WDR.de: Die Enquete-Kommission hat den Auftrag, ein sehr breites Themenfeld zu untersuchen. Es geht um Bildung, Kultur, Wirtschaft, Umwelt, Recht und um zwischenstaatliche Fragen. Besteht da nicht die Gefahr, an der Oberfläche zu bleiben?
Padeluun: Die Gefahr besteht tatsächlich. Deshalb muss die Enquete-Kommission aufzeigen, wie breit das Themenspektrum tatsächlich ist. Es reicht nicht, nur eine Kommission einzusetzen, sondern Netzpolitik muss tief im Bewusstsein und in den Strukturen des Bundestags verankert sein.
WDR.de: Auf welche Fragen muss die Kommission Antworten finden?
Padeluun: Eine der Aufgaben wird es sein, überhaupt die Fragen herauszufinden, die zu stellen sind. Es ist wichtig, dass wir unsere Netzgesellschaft so regeln, dass wir zwar Daten abgeben können, aber nicht dauernd auf der Hut sein müssen, was mit diesen Daten gemacht wird. Bisher ist es so, dass manche Website-Betreiber versuchen, Leute dazu zu bringen, ihre Daten preiszugeben - ihnen aber vorher nicht genau sagen, was mit den Daten geschieht und damit sozusagen Einverständniserklärungen erschleichen. Sobald man auf einer Website mal so eine dumme Horoskop-Frage beantwortet, weiß der Anbieter, welches Geburtsdatum der Nutzer hat und kann ihm beim nächsten Besuch altersgerechte Werbung einblenden. Solche Dinge müssen wir unmöglich machen.
WDR.de: Welche Themen werden in den drei Projektgruppen Netzneutralität, Urheberrecht und Datenschutz behandelt?
Padeluun: Was unter Netzneutralität, der gleichberechtigten Übertragung aller Daten, genau verstanden werden soll, ist momentan noch umstritten. Es geht zum Beispiel um die Frage: Ist es rechtens, dass Provider versuchen, von Google Geld dafür zu verlangen, dass die Kunden des Providers überhaupt Zugang zu Google haben? Und falls Google dem Provider nichts bezahlt: Kann der Kunde dann Google nicht mehr benutzen und muss auf die Suchmaschine des Providers zurückgreifen? Das würde das Netz noch mehr zerfasern. Das ist sicher nicht in unserem Sinn, wo wir das Netz doch dafür aufgebaut haben, dass jeder mit jedem kommunizieren kann.

Anforderungen:
a) Übersetzen Sie aus dem Interview zur Netzpolitik den Satz „Es reicht nicht, nur eine Kommission einzusetzen, sondern Netzpolitik muss tief im Bewusstsein und in den Strukturen des Bundestags verankert sein.“ ins Englische.
b) Geben Sie aus dem Interview zur Netzpolitik den Abschnitt von „Padeluun: Was unter“ bis „jedem kommunizieren kann.“ wörtlich wieder.
Stützen Sie sich dabei nur auf den Text.

Gespeicherte Datensätze:
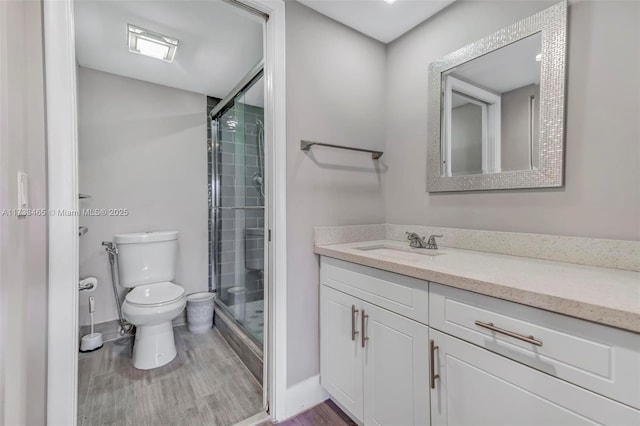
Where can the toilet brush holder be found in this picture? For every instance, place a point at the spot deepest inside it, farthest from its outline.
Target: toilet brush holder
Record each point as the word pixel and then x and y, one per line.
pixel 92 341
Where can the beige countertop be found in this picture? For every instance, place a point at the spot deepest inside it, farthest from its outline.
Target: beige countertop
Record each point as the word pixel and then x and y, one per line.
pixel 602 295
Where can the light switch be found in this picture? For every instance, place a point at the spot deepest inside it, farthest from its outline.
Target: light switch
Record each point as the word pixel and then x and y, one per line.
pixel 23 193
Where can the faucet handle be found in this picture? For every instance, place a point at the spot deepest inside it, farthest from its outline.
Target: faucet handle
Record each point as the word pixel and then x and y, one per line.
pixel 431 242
--
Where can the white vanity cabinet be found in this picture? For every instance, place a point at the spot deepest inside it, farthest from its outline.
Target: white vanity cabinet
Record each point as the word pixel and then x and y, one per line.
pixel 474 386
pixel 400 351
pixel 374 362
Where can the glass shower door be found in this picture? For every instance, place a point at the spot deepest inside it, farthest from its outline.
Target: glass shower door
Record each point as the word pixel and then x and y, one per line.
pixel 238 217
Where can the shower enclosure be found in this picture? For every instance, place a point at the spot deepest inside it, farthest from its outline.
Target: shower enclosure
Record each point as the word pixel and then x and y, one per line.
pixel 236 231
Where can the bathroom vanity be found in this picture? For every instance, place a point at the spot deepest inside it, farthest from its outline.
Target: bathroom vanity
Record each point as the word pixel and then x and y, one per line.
* * *
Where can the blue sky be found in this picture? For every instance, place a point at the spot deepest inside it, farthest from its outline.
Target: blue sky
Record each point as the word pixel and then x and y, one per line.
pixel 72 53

Antworten je Aufgabe:
a) It is not enough merely to set up a commission; rather, internet policy must be firmly anchored in the awareness and in the structures of the Bundestag.

b)
Padeluun: Was unter Netzneutralität, der gleichberechtigten Übertragung aller Daten, genau verstanden werden soll, ist momentan noch umstritten. Es geht zum Beispiel um die Frage: Ist es rechtens, dass Provider versuchen, von Google Geld dafür zu verlangen, dass die Kunden des Providers überhaupt Zugang zu Google haben? Und falls Google dem Provider nichts bezahlt: Kann der Kunde dann Google nicht mehr benutzen und muss auf die Suchmaschine des Providers zurückgreifen? Das würde das Netz noch mehr zerfasern. Das ist sicher nicht in unserem Sinn, wo wir das Netz doch dafür aufgebaut haben, dass jeder mit jedem kommunizieren kann.